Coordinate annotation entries
======

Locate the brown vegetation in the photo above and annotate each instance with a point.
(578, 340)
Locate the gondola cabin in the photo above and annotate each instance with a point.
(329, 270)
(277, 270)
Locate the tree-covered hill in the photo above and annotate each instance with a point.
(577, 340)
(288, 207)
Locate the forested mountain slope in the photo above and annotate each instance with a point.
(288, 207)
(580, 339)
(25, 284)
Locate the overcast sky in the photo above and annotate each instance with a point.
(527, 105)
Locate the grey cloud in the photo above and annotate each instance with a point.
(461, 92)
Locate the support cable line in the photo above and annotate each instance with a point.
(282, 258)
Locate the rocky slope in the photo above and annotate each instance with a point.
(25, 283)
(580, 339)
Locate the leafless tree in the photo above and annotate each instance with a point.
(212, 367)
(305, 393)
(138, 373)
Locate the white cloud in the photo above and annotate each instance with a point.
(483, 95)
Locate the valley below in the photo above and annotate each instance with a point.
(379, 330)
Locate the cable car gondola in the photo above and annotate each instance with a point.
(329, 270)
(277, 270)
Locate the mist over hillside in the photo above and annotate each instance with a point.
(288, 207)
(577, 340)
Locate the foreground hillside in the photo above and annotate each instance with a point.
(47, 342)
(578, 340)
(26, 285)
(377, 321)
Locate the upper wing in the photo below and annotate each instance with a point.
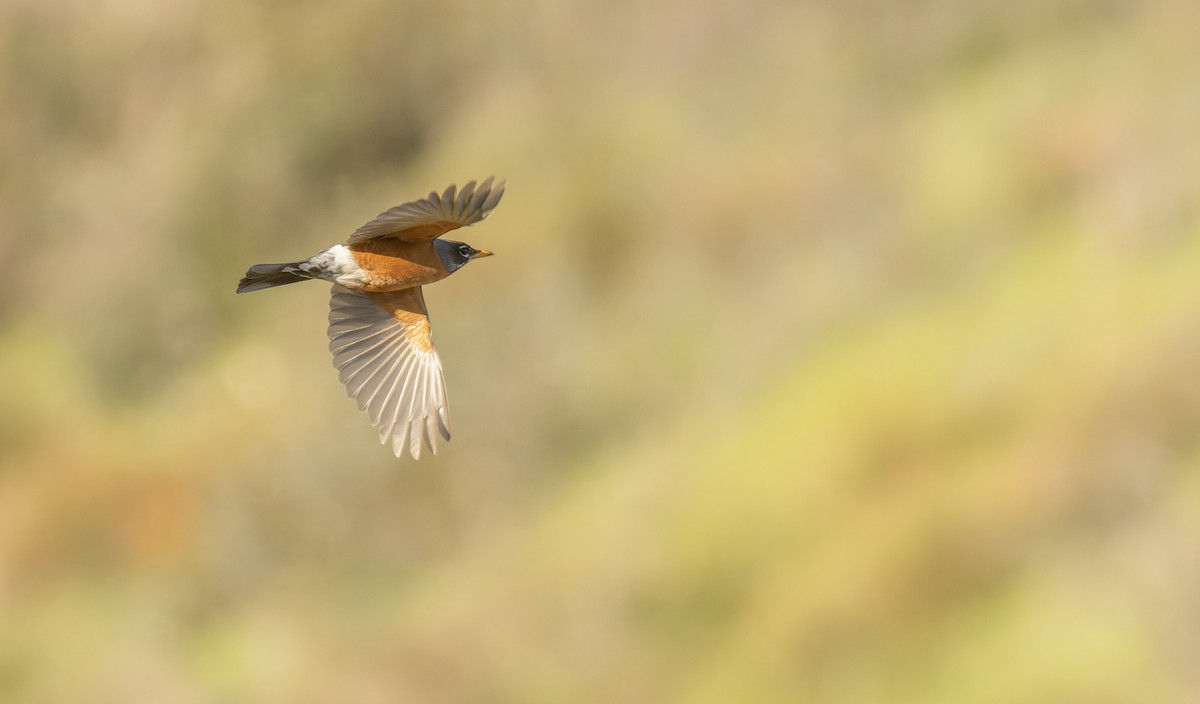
(385, 357)
(433, 216)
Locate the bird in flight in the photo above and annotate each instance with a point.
(378, 325)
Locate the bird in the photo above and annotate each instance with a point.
(378, 325)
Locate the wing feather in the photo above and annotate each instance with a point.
(385, 359)
(435, 215)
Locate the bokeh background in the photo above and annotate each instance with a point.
(834, 352)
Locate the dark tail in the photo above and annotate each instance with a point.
(264, 276)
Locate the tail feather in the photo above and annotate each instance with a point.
(264, 276)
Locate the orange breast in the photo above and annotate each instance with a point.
(397, 264)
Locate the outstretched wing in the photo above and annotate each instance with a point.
(385, 357)
(433, 216)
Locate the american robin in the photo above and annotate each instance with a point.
(378, 325)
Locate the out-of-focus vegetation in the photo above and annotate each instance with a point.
(838, 353)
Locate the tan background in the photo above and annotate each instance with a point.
(835, 353)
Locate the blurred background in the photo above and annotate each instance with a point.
(834, 352)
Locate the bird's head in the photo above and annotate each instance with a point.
(456, 254)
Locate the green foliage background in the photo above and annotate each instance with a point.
(834, 352)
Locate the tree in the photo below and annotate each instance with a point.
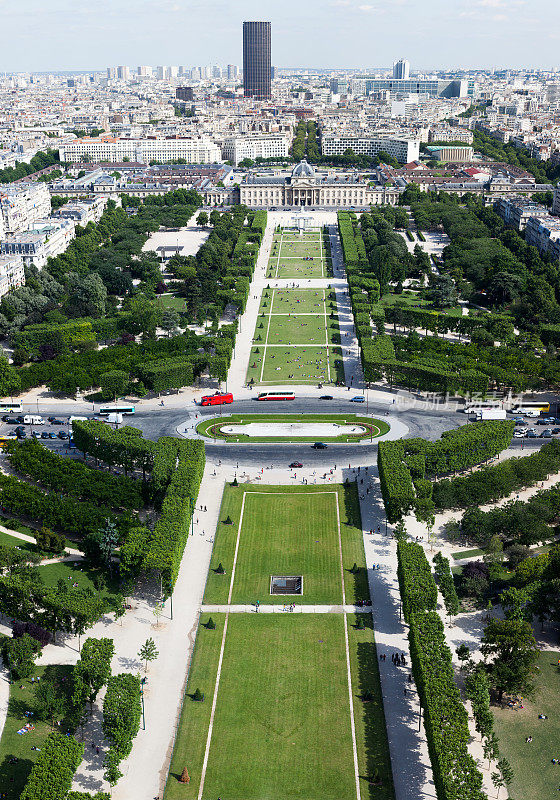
(50, 700)
(114, 383)
(511, 646)
(86, 296)
(93, 670)
(20, 655)
(169, 320)
(148, 652)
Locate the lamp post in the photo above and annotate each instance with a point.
(142, 682)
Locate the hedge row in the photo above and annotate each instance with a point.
(122, 710)
(52, 774)
(125, 447)
(53, 511)
(165, 549)
(456, 775)
(30, 458)
(497, 481)
(397, 488)
(416, 582)
(405, 464)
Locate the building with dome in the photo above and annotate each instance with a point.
(306, 186)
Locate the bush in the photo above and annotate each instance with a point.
(20, 654)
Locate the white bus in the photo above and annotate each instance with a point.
(117, 408)
(10, 405)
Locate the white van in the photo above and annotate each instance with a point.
(31, 419)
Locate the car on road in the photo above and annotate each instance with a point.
(217, 399)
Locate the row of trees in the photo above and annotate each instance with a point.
(455, 772)
(73, 478)
(499, 480)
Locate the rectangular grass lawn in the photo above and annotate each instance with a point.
(295, 364)
(282, 723)
(297, 329)
(535, 776)
(295, 301)
(289, 531)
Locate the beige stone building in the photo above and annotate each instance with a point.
(306, 187)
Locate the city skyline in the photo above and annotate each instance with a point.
(345, 34)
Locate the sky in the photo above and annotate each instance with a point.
(42, 35)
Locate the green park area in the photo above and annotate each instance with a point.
(20, 745)
(297, 530)
(282, 725)
(293, 338)
(298, 256)
(217, 428)
(295, 365)
(535, 776)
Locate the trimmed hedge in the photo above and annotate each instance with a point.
(499, 480)
(416, 582)
(30, 458)
(52, 774)
(165, 549)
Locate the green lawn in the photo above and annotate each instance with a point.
(14, 775)
(295, 365)
(172, 301)
(283, 693)
(298, 268)
(288, 531)
(294, 301)
(213, 427)
(535, 777)
(312, 329)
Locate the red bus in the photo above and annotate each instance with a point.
(276, 396)
(217, 399)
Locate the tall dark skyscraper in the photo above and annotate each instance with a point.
(256, 60)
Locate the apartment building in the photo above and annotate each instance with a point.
(544, 234)
(556, 202)
(194, 150)
(517, 211)
(236, 148)
(45, 239)
(404, 150)
(21, 204)
(12, 273)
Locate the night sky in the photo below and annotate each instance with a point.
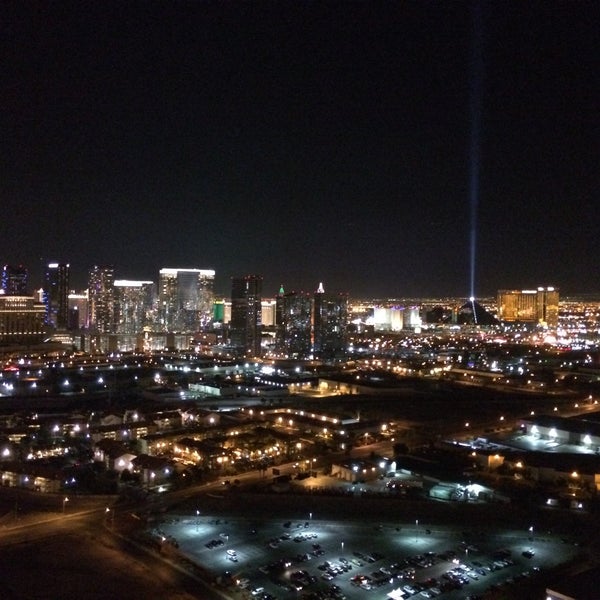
(305, 142)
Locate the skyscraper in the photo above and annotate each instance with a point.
(133, 305)
(21, 320)
(538, 307)
(185, 298)
(56, 294)
(14, 280)
(294, 332)
(101, 299)
(245, 324)
(330, 321)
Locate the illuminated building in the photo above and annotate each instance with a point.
(78, 310)
(268, 311)
(101, 299)
(56, 295)
(245, 324)
(330, 320)
(185, 298)
(294, 331)
(133, 305)
(14, 280)
(388, 319)
(538, 307)
(21, 320)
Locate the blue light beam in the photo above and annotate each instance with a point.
(475, 101)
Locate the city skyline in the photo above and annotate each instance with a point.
(303, 143)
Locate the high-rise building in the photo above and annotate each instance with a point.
(21, 320)
(14, 280)
(185, 298)
(56, 294)
(78, 310)
(101, 299)
(330, 321)
(538, 307)
(294, 331)
(245, 325)
(268, 312)
(133, 305)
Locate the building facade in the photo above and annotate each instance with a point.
(133, 305)
(56, 294)
(294, 333)
(246, 312)
(101, 299)
(185, 298)
(538, 307)
(21, 320)
(14, 280)
(330, 322)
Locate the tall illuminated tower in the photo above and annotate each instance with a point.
(295, 328)
(245, 324)
(133, 305)
(539, 306)
(185, 298)
(101, 299)
(330, 321)
(14, 280)
(56, 294)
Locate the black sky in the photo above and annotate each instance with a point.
(303, 141)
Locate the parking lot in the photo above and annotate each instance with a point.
(325, 558)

======

DIRECTIONS FOR THIS TASK
Transcribe these lines above with no changes, leaving out the pictures.

RESULT
Locate the brown vegetation in the photo above and annotate each instance with a point.
(578, 340)
Locate the gondola cabin in the photo above and annotate each instance with a point.
(329, 270)
(277, 270)
Locate the tree-covered hill in the photo above and annotate each instance with a point.
(577, 340)
(288, 207)
Locate the forested mountain slope in the photo above and annotate each instance with a point.
(288, 207)
(580, 339)
(25, 284)
Locate the overcast sky in the photo above and annotate each instance with a point.
(527, 105)
Locate the grey cloud in the photo above and annotate each instance with a point.
(461, 92)
Locate the support cable line in the photo above and annotate each instance with a point.
(282, 258)
Locate the rocky slope in the photo above and annotate each instance with a point.
(25, 283)
(580, 339)
Locate the leafless tree in the photo above and annotate each instance with a point.
(212, 367)
(305, 393)
(138, 373)
Locate the white cloud in the photo above and annotate each instance with a point.
(483, 95)
Locate the valley below in the photo above and annotate each instance with a point.
(379, 330)
Locate the cable car gondola in the photo above and annotate each instance with a point.
(329, 270)
(277, 270)
Locate the mist over hillside in the photo above and annotate each instance with a point.
(288, 207)
(577, 340)
Locate the foreground hillside in the photo above and annotate each instance with a point.
(47, 342)
(578, 340)
(26, 285)
(377, 321)
Locate the upper wing in the photo below and annotate each instance with a point.
(385, 357)
(433, 216)
Locate the bird in flight in the photo above and annotate each instance with a point.
(378, 325)
Locate the bird in the photo above and annotate each instance with a point.
(378, 325)
Locate the wing feather in the photo above and annotate each instance with a point.
(385, 359)
(435, 215)
Locate the bokeh background in the photo above and annotate each instance with a point.
(834, 352)
Locate the dark tail in the photo above and annotate each instance with a point.
(264, 276)
Locate the tail feather in the photo above and annotate each instance with a point.
(264, 276)
Locate the orange breast in the photo above and annotate each instance with a point.
(397, 264)
Locate the outstretched wing in the photo above and annotate each instance with a point.
(385, 357)
(433, 216)
Locate the american robin in the photo above and annotate each instance with a point.
(378, 325)
Locate the out-of-focus vegetation in the photo above and annotate each instance with a point.
(838, 353)
Locate the tan background in the photo above and annotate each instance with a point.
(835, 353)
Locate the blurred background in the photo above and annotate each instance with a point.
(834, 352)
Locate the bird's head in the photo above and annotate each instance with a point.
(456, 254)
Locate the green foliage background in the photo above and annotate each instance with a point.
(834, 352)
Locate the tree in the photo below and annotate each instance with a point.
(50, 700)
(114, 383)
(511, 646)
(86, 296)
(93, 670)
(20, 655)
(169, 320)
(148, 652)
Locate the lamp post in the photo above and annotate each instance with a point.
(142, 682)
Locate the hedge row in the photo above and annotate each instance with a point.
(122, 710)
(52, 774)
(125, 447)
(53, 511)
(165, 549)
(456, 775)
(30, 458)
(497, 481)
(397, 488)
(416, 582)
(405, 464)
Locate the building with dome in the photo above and annotate each instance with a point.
(306, 186)
Locate the bush in the photo above and annotate each instance with a point.
(20, 654)
Locate the white bus in the photo above and annotate each instance with a point.
(117, 408)
(10, 405)
Locate the white van in the photo above and annotate each instance with a point.
(31, 419)
Locate the car on road in the photo above and annotate each instance with a point.
(217, 399)
Locate the row of trees in the photo above and annotate each instance with a point.
(455, 772)
(73, 478)
(499, 480)
Locate the rectangular grass lawn in the photo above and annotate each instance with a point.
(295, 364)
(282, 723)
(297, 329)
(535, 776)
(295, 301)
(289, 531)
Locate the beige stone building in the photo above and annotate each instance with a point.
(306, 187)
Locate the city skyline in the photo above and annotate each instance with a point.
(345, 34)
Locate the sky in the photo above and annotate each instance with a point.
(42, 35)
Locate the green park area in the photo above and annotate each instance with a point.
(20, 745)
(297, 530)
(282, 725)
(293, 338)
(298, 256)
(217, 428)
(295, 365)
(535, 776)
Locate the trimmed hedge in the photo above and annotate each instance with a point.
(499, 480)
(416, 582)
(30, 458)
(52, 774)
(165, 549)
Locate the green lawn in the photo above and annotate each instance with a point.
(14, 775)
(295, 365)
(172, 301)
(283, 693)
(298, 268)
(288, 531)
(294, 301)
(213, 427)
(535, 777)
(312, 329)
Locate the red bus in the photo above and annotate each instance with a point.
(276, 396)
(217, 399)
Locate the tall dark skyscraper in the photo above and annotate each instance with a point.
(256, 60)
Locate the apartment building in the photo above and annotate each instance with a point.
(544, 234)
(556, 202)
(194, 150)
(517, 211)
(236, 148)
(45, 239)
(404, 150)
(21, 204)
(12, 273)
Locate the night sky in the photo below and annotate each instance with a point.
(305, 142)
Locate the skyscraper in the photo above and annotate each instance with a point.
(133, 305)
(21, 320)
(538, 307)
(185, 298)
(56, 294)
(14, 280)
(294, 332)
(101, 299)
(245, 324)
(330, 321)
Locate the illuminated building in the photo above and annotate each instance with a point.
(78, 310)
(268, 311)
(101, 299)
(56, 295)
(245, 324)
(330, 320)
(185, 298)
(294, 331)
(133, 305)
(14, 280)
(388, 319)
(538, 307)
(21, 320)
Locate the blue light beam in the photo above and annotate each instance with a point.
(475, 101)
Locate the city skyline in the photo above and annotate each instance with a point.
(303, 143)
Locate the high-rise building in the photo above and annotate each instance with a point.
(21, 320)
(14, 280)
(185, 298)
(56, 294)
(78, 310)
(101, 299)
(330, 321)
(538, 307)
(294, 331)
(245, 325)
(268, 312)
(133, 305)
Locate the building facade in the photo above and annotate each instance with a point.
(133, 305)
(56, 294)
(294, 333)
(246, 312)
(101, 299)
(185, 298)
(538, 307)
(21, 320)
(14, 280)
(330, 322)
Locate the tall illuminated tower in the photo above and annotate each instance with a point.
(295, 328)
(245, 324)
(133, 305)
(539, 306)
(185, 298)
(101, 299)
(330, 321)
(14, 280)
(56, 294)
Locate the black sky in the photo above and annotate each instance with a point.
(303, 141)
Locate the parking lot in the photo above and annotate each instance with a point.
(325, 558)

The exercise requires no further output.